● **TASK TO COMPLETE**: Can you copy out all of the material below, word for word and line for line?
— begin DATA FOR THE TASK —
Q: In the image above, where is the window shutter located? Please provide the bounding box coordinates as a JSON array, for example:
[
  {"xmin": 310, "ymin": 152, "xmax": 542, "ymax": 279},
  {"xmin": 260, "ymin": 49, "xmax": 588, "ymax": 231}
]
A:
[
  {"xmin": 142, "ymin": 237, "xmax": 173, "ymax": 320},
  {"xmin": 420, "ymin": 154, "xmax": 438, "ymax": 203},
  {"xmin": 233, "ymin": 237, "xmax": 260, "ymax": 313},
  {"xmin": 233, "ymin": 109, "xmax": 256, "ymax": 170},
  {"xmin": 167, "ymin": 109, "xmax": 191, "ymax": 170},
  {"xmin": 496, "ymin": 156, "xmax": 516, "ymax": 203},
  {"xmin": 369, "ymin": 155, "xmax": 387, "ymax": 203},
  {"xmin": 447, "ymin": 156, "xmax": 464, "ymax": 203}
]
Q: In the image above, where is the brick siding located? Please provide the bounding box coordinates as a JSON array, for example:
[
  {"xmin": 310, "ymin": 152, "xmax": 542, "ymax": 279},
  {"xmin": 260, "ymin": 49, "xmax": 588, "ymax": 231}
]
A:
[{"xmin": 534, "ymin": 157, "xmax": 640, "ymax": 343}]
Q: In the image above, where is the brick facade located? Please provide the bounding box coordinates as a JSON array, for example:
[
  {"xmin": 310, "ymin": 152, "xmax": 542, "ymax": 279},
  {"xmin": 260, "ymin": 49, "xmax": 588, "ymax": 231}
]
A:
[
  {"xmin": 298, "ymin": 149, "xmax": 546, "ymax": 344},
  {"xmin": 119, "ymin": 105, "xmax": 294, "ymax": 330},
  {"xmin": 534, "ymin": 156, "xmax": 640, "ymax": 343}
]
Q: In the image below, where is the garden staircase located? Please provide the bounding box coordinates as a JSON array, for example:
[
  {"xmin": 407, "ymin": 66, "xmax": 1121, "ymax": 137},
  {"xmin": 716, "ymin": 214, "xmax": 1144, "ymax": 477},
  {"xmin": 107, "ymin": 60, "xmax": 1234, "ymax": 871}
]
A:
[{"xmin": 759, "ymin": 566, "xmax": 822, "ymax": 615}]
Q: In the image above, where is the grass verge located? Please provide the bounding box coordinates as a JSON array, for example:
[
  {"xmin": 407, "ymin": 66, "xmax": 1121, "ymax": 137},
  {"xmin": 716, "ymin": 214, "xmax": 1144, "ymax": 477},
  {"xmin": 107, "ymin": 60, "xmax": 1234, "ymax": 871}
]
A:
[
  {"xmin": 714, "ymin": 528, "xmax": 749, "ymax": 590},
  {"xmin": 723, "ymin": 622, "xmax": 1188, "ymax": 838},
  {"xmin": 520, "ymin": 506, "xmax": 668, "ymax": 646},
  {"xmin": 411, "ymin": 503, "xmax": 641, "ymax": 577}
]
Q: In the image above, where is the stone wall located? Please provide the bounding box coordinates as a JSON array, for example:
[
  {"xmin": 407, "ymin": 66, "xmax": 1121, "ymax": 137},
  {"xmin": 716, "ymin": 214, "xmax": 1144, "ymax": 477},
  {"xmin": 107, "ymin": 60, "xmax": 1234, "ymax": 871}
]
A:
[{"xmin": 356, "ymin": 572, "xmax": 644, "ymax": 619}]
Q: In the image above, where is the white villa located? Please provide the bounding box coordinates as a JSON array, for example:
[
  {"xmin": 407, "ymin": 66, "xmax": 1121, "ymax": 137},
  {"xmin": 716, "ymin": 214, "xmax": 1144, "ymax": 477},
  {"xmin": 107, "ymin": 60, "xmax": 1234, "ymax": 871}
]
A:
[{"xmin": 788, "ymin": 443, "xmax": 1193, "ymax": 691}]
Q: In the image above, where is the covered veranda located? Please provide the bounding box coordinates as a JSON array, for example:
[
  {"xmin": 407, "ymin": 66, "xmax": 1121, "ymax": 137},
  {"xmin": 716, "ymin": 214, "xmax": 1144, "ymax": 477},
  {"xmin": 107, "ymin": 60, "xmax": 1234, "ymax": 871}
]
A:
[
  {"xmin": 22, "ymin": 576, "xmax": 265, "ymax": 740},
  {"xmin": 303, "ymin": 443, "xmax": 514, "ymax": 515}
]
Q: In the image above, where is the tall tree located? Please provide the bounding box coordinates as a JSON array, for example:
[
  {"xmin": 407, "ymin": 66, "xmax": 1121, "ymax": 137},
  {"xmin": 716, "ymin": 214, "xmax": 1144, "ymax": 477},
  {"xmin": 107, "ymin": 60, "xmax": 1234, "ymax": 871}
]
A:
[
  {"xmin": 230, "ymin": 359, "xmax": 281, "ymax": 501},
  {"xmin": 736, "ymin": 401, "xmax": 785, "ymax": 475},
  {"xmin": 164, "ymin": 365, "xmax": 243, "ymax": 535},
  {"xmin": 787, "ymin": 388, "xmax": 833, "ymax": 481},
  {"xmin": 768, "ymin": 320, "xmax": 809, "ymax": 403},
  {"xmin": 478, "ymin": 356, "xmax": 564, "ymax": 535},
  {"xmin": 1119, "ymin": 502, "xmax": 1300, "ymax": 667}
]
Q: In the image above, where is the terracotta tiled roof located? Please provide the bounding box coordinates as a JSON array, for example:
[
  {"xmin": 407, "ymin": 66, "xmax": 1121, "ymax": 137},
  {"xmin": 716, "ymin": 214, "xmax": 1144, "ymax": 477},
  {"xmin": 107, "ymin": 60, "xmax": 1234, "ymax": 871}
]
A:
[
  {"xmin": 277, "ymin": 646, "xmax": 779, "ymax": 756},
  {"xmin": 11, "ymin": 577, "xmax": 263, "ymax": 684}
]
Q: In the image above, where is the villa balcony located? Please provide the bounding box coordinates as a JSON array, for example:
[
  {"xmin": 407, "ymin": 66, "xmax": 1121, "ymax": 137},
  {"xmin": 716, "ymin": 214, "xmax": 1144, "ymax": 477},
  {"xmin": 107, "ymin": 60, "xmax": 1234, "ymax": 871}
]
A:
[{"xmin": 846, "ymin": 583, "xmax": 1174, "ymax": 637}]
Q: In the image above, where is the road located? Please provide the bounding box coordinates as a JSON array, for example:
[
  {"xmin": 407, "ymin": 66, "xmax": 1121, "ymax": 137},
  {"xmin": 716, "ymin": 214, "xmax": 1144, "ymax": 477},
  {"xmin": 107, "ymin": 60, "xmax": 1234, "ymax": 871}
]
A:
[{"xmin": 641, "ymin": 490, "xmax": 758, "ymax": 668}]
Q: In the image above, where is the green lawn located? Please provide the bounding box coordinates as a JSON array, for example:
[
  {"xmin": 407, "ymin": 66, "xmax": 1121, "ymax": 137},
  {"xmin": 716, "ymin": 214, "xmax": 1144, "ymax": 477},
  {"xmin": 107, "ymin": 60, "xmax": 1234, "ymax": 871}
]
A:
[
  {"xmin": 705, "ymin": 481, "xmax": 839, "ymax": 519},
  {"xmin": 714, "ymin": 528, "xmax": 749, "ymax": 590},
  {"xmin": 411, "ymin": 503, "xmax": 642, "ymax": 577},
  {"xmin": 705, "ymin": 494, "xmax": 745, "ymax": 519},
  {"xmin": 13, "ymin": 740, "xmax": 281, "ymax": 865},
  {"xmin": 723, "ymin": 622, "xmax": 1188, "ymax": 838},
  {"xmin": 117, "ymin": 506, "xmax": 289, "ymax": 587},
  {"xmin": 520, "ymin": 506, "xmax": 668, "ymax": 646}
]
— end DATA FOR THE TASK —
● **THE RESPONSE**:
Q: In the image above, where is the window shutter located? Please provide the bounding box coordinates as a JSON array, for example:
[
  {"xmin": 310, "ymin": 152, "xmax": 542, "ymax": 279},
  {"xmin": 260, "ymin": 49, "xmax": 588, "ymax": 231}
]
A:
[
  {"xmin": 142, "ymin": 237, "xmax": 173, "ymax": 320},
  {"xmin": 420, "ymin": 154, "xmax": 438, "ymax": 203},
  {"xmin": 233, "ymin": 237, "xmax": 260, "ymax": 313},
  {"xmin": 233, "ymin": 109, "xmax": 256, "ymax": 170},
  {"xmin": 167, "ymin": 109, "xmax": 191, "ymax": 170},
  {"xmin": 496, "ymin": 156, "xmax": 516, "ymax": 203},
  {"xmin": 369, "ymin": 155, "xmax": 387, "ymax": 203},
  {"xmin": 447, "ymin": 156, "xmax": 464, "ymax": 203}
]
Q: In the image above, where is the brick siding located? Please provide the bounding box coordinates as a JSON array, for example:
[
  {"xmin": 310, "ymin": 152, "xmax": 542, "ymax": 279},
  {"xmin": 260, "ymin": 49, "xmax": 588, "ymax": 231}
]
A:
[{"xmin": 534, "ymin": 157, "xmax": 640, "ymax": 343}]
Q: In the image above, where is the brick facade located? Please provide the bounding box coordinates as a JSON array, for example:
[
  {"xmin": 310, "ymin": 152, "xmax": 542, "ymax": 279},
  {"xmin": 260, "ymin": 49, "xmax": 588, "ymax": 231}
]
A:
[
  {"xmin": 298, "ymin": 149, "xmax": 546, "ymax": 344},
  {"xmin": 119, "ymin": 105, "xmax": 294, "ymax": 330},
  {"xmin": 534, "ymin": 156, "xmax": 640, "ymax": 343}
]
Q: In the image below, where is the garden staircase located? Please provide the bounding box coordinates as a JSON array, for example:
[
  {"xmin": 407, "ymin": 66, "xmax": 1121, "ymax": 137},
  {"xmin": 716, "ymin": 214, "xmax": 1144, "ymax": 477},
  {"xmin": 107, "ymin": 60, "xmax": 1234, "ymax": 871}
]
A:
[{"xmin": 759, "ymin": 566, "xmax": 822, "ymax": 615}]
Q: In the image above, where is the grass verge located? Please provide the bounding box coordinates as a JSON array, for example:
[
  {"xmin": 407, "ymin": 66, "xmax": 1121, "ymax": 137},
  {"xmin": 716, "ymin": 214, "xmax": 1144, "ymax": 477},
  {"xmin": 107, "ymin": 60, "xmax": 1234, "ymax": 871}
]
A:
[
  {"xmin": 714, "ymin": 528, "xmax": 749, "ymax": 590},
  {"xmin": 723, "ymin": 622, "xmax": 1188, "ymax": 838},
  {"xmin": 520, "ymin": 506, "xmax": 668, "ymax": 646},
  {"xmin": 411, "ymin": 503, "xmax": 641, "ymax": 577}
]
Q: In the image above, where is the stone wall located? Please provide the bounding box coordinates as a JSON array, for example:
[
  {"xmin": 407, "ymin": 66, "xmax": 1121, "ymax": 137},
  {"xmin": 716, "ymin": 214, "xmax": 1144, "ymax": 477},
  {"xmin": 107, "ymin": 60, "xmax": 1234, "ymax": 871}
]
A:
[{"xmin": 356, "ymin": 572, "xmax": 644, "ymax": 619}]
Q: In the image above, where is the white villa located? Please provide the bounding box coordinates as a JSON array, for example:
[
  {"xmin": 407, "ymin": 66, "xmax": 1121, "ymax": 137},
  {"xmin": 716, "ymin": 214, "xmax": 1144, "ymax": 477},
  {"xmin": 107, "ymin": 60, "xmax": 1234, "ymax": 871}
]
A:
[{"xmin": 788, "ymin": 443, "xmax": 1193, "ymax": 691}]
Q: In the image above, where is the covered veranda located? Please provide the bounding box coordinates as a JSON array, for example:
[
  {"xmin": 407, "ymin": 66, "xmax": 1121, "ymax": 137},
  {"xmin": 716, "ymin": 214, "xmax": 1144, "ymax": 477},
  {"xmin": 107, "ymin": 60, "xmax": 1234, "ymax": 871}
]
A:
[
  {"xmin": 22, "ymin": 576, "xmax": 265, "ymax": 740},
  {"xmin": 303, "ymin": 443, "xmax": 514, "ymax": 515}
]
Q: In the image above, where is the tall tree located? Please provide the bounding box coordinates as a JSON array, for example:
[
  {"xmin": 407, "ymin": 66, "xmax": 1121, "ymax": 137},
  {"xmin": 716, "ymin": 214, "xmax": 1144, "ymax": 477},
  {"xmin": 107, "ymin": 60, "xmax": 1234, "ymax": 871}
]
A:
[
  {"xmin": 230, "ymin": 359, "xmax": 281, "ymax": 501},
  {"xmin": 736, "ymin": 401, "xmax": 785, "ymax": 475},
  {"xmin": 164, "ymin": 365, "xmax": 243, "ymax": 535},
  {"xmin": 787, "ymin": 388, "xmax": 833, "ymax": 481},
  {"xmin": 768, "ymin": 320, "xmax": 809, "ymax": 403},
  {"xmin": 478, "ymin": 356, "xmax": 564, "ymax": 535},
  {"xmin": 1119, "ymin": 502, "xmax": 1300, "ymax": 667}
]
Q: In the image above, where is the terracotta tiled roof located? Please provide the bounding box coordinates as a JSON array, for example:
[
  {"xmin": 407, "ymin": 66, "xmax": 1121, "ymax": 137},
  {"xmin": 716, "ymin": 214, "xmax": 1144, "ymax": 477},
  {"xmin": 107, "ymin": 60, "xmax": 1234, "ymax": 871}
]
A:
[
  {"xmin": 277, "ymin": 646, "xmax": 779, "ymax": 756},
  {"xmin": 11, "ymin": 577, "xmax": 263, "ymax": 684}
]
Q: In the image above, where is the villa balcony located? Please provide the bounding box coordinates as a JSON array, for example:
[
  {"xmin": 407, "ymin": 66, "xmax": 1121, "ymax": 137},
  {"xmin": 716, "ymin": 214, "xmax": 1144, "ymax": 477},
  {"xmin": 107, "ymin": 60, "xmax": 1234, "ymax": 871}
]
A:
[{"xmin": 846, "ymin": 583, "xmax": 1174, "ymax": 637}]
Q: In the image above, where is the road located? Please provide the bounding box coordinates as a JSON array, for example:
[
  {"xmin": 407, "ymin": 66, "xmax": 1121, "ymax": 137},
  {"xmin": 716, "ymin": 214, "xmax": 1144, "ymax": 477},
  {"xmin": 107, "ymin": 60, "xmax": 1234, "ymax": 871}
]
A:
[{"xmin": 641, "ymin": 490, "xmax": 758, "ymax": 668}]
Q: In the image above, where is the green lawn located? Please provide the bounding box coordinates as a JSON array, for example:
[
  {"xmin": 407, "ymin": 66, "xmax": 1121, "ymax": 137},
  {"xmin": 716, "ymin": 214, "xmax": 1144, "ymax": 477},
  {"xmin": 107, "ymin": 60, "xmax": 1234, "ymax": 871}
]
A:
[
  {"xmin": 705, "ymin": 481, "xmax": 839, "ymax": 519},
  {"xmin": 714, "ymin": 528, "xmax": 749, "ymax": 590},
  {"xmin": 411, "ymin": 503, "xmax": 642, "ymax": 577},
  {"xmin": 705, "ymin": 494, "xmax": 745, "ymax": 519},
  {"xmin": 13, "ymin": 740, "xmax": 281, "ymax": 865},
  {"xmin": 723, "ymin": 622, "xmax": 1188, "ymax": 838},
  {"xmin": 117, "ymin": 506, "xmax": 289, "ymax": 587},
  {"xmin": 520, "ymin": 506, "xmax": 668, "ymax": 646}
]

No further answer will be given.